» WHAT THIS TASK INVOLVES:
Copy every entry exactly as given, minus the images.

(Dataset entries)
-- Opening Marker --

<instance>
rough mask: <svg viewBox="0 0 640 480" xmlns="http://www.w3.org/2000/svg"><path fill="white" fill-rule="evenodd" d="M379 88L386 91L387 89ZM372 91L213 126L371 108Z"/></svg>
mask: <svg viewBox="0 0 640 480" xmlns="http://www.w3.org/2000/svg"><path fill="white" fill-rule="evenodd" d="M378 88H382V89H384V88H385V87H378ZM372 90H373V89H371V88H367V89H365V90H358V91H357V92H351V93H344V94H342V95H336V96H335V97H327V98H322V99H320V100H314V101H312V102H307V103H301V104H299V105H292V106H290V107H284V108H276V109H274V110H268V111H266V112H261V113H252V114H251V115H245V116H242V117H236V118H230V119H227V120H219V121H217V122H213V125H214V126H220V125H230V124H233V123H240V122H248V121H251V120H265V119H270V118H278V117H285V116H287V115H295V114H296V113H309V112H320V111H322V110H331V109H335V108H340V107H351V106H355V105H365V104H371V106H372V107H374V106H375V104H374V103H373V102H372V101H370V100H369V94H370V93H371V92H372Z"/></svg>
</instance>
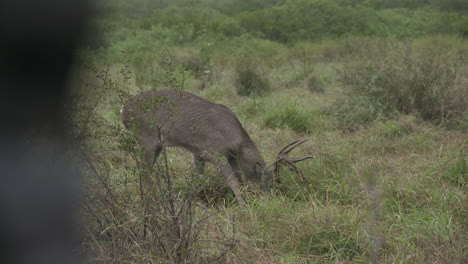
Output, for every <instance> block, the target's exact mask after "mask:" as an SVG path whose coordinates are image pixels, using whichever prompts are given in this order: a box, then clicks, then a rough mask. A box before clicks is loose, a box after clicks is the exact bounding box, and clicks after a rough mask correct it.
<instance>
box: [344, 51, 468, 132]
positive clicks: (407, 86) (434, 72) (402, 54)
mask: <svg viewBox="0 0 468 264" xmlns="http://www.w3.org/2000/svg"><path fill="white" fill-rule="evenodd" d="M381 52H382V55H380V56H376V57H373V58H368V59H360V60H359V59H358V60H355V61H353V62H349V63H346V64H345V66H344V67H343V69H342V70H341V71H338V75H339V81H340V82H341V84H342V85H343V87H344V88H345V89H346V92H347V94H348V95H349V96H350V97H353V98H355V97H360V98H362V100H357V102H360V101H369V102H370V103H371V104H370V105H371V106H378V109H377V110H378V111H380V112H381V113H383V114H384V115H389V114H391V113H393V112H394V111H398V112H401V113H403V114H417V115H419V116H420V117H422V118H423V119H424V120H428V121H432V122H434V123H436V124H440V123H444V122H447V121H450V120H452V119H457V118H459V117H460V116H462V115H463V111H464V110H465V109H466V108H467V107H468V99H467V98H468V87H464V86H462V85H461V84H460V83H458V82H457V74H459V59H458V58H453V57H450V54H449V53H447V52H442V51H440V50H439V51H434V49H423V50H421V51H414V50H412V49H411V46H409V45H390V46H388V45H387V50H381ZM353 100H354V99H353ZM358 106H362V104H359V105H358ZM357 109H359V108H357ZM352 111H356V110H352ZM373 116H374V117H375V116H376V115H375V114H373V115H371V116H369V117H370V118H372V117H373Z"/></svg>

-- Closing Marker --

» RESULT OF THIS TASK:
<instance>
rough mask: <svg viewBox="0 0 640 480" xmlns="http://www.w3.org/2000/svg"><path fill="white" fill-rule="evenodd" d="M379 88L386 91L387 89ZM372 91L213 126L371 108Z"/></svg>
mask: <svg viewBox="0 0 640 480" xmlns="http://www.w3.org/2000/svg"><path fill="white" fill-rule="evenodd" d="M378 88H382V89H384V88H385V87H378ZM372 90H373V89H371V88H367V89H365V90H358V91H357V92H351V93H344V94H342V95H336V96H335V97H327V98H322V99H320V100H314V101H312V102H307V103H301V104H299V105H292V106H290V107H284V108H276V109H274V110H268V111H266V112H261V113H252V114H251V115H245V116H242V117H236V118H230V119H227V120H219V121H217V122H213V125H214V126H220V125H230V124H233V123H240V122H248V121H251V120H265V119H270V118H278V117H285V116H287V115H295V114H296V113H309V112H320V111H322V110H331V109H335V108H340V107H351V106H355V105H365V104H371V106H372V107H374V106H375V104H374V103H373V102H372V101H370V100H369V94H370V93H371V92H372Z"/></svg>
</instance>
Output, for every <instance> block, the target's exact mask after "mask:" as an SVG path whose coordinates are image pixels, using whichever prompts are given in this order: a box, then clicks, then a rough mask. A box before clicks is loose, a box after clicks is the exact bounding box, and clicks after a rough mask correct it.
<instance>
box: [344, 51, 468, 132]
positive clicks: (407, 86) (434, 72) (402, 54)
mask: <svg viewBox="0 0 468 264" xmlns="http://www.w3.org/2000/svg"><path fill="white" fill-rule="evenodd" d="M381 52H382V55H380V56H376V57H373V58H368V59H360V60H359V59H358V60H355V61H353V62H349V63H346V64H345V66H344V67H343V69H342V70H341V71H338V75H339V81H340V82H341V84H342V85H343V87H344V88H345V89H346V92H347V94H348V95H349V96H350V97H353V98H355V97H360V98H362V100H357V102H360V101H369V102H370V103H371V104H370V105H371V106H378V109H377V110H378V111H380V112H381V113H383V114H384V115H389V114H391V113H393V112H394V111H398V112H401V113H403V114H417V115H419V116H420V117H422V118H423V119H424V120H428V121H432V122H434V123H436V124H440V123H444V122H447V121H450V120H452V119H457V118H459V117H460V116H462V115H463V111H464V110H465V109H466V108H467V107H468V99H467V98H468V87H464V86H462V85H461V84H460V83H458V82H457V74H459V59H458V58H453V57H450V54H449V53H447V52H442V51H440V50H439V51H434V49H423V50H421V51H414V50H412V49H411V46H409V45H390V46H388V45H387V50H381ZM353 100H354V99H353ZM358 106H362V104H359V105H358ZM357 109H359V108H357ZM352 111H356V110H352ZM373 116H374V117H375V116H376V115H375V114H373V115H371V116H369V117H370V118H372V117H373Z"/></svg>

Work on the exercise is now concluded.